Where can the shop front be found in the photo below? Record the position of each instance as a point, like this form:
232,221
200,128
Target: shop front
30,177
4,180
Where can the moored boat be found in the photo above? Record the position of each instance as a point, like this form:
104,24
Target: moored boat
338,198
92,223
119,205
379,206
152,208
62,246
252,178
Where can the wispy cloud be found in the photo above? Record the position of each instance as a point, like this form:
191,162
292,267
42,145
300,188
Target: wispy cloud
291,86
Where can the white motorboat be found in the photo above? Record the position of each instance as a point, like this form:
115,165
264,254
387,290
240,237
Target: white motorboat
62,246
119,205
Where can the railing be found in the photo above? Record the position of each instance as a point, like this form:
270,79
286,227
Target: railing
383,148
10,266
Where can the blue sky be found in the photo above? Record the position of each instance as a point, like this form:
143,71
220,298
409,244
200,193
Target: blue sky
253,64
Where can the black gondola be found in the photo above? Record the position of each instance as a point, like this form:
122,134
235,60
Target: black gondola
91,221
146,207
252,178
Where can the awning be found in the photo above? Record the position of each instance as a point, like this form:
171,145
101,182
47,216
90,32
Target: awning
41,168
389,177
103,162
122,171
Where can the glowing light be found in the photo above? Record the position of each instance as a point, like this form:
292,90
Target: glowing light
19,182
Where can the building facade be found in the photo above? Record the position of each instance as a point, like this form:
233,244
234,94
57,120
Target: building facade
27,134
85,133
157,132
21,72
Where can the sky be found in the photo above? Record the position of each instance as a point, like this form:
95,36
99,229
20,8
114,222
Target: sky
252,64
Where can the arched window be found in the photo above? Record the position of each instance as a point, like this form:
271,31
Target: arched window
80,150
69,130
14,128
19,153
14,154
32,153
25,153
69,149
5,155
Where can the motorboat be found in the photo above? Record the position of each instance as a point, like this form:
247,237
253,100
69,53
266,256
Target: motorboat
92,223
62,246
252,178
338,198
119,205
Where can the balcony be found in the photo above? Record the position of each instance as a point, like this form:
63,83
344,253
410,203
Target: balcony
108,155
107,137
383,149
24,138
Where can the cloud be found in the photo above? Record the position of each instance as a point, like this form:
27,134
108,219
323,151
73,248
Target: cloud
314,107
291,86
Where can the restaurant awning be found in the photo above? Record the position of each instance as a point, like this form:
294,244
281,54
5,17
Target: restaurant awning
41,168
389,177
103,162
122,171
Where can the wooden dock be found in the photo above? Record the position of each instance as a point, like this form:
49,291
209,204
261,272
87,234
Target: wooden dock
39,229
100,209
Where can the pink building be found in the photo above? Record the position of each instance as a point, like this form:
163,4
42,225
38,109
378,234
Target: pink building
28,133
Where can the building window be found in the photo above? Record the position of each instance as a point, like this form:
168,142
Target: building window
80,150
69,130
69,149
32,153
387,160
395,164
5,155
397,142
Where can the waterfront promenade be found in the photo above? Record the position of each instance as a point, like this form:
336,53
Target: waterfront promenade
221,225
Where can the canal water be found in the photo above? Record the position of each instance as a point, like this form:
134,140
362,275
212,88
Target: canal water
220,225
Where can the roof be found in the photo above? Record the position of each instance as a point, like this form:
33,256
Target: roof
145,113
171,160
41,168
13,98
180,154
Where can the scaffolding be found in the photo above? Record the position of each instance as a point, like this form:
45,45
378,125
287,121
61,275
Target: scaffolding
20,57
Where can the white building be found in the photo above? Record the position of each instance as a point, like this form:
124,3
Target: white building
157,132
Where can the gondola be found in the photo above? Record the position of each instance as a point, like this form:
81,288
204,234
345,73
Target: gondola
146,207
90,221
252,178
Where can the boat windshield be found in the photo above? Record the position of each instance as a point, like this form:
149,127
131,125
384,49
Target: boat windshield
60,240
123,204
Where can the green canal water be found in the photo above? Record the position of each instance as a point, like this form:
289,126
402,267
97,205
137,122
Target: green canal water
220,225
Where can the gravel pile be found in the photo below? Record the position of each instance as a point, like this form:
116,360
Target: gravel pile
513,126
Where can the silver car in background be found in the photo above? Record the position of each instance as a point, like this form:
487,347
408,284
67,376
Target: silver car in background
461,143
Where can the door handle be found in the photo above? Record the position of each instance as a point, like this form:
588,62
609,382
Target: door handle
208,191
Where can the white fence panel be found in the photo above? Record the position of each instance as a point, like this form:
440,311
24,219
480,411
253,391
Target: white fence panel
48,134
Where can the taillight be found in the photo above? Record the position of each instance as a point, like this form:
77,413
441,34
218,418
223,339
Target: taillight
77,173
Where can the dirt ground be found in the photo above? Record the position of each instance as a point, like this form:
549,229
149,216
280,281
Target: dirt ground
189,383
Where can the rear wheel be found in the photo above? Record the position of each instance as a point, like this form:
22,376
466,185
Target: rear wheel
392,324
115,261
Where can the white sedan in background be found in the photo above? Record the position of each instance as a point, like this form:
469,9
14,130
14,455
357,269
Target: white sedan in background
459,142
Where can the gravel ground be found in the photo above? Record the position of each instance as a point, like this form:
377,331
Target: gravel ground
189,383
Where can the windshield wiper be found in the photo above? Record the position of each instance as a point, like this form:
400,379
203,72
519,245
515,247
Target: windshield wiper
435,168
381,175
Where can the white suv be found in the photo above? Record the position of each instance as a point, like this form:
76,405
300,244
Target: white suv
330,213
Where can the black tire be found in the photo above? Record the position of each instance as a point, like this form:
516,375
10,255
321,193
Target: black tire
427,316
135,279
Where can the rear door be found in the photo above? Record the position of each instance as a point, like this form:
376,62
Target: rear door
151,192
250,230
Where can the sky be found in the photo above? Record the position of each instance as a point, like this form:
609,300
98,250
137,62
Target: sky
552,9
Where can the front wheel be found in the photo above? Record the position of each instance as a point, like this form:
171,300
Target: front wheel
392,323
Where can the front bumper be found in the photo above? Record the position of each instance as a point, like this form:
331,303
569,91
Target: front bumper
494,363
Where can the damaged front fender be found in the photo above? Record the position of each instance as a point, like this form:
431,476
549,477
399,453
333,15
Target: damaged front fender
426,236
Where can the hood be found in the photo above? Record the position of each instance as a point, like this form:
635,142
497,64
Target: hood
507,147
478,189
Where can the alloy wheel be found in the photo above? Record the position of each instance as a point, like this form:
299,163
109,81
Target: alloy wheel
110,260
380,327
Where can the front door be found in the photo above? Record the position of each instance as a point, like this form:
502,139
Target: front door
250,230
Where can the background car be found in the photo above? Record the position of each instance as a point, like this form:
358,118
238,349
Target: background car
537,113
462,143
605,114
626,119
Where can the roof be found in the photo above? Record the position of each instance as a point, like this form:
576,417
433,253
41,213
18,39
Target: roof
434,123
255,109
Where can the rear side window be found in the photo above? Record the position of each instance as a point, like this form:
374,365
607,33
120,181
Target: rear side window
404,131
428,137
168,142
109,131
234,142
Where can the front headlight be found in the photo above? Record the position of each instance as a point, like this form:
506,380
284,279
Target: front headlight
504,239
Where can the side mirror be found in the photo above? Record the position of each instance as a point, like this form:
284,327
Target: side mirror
※ ※ ※
How many of the lines in the records above include the word "below"? State that number alone.

▸ **Task output**
2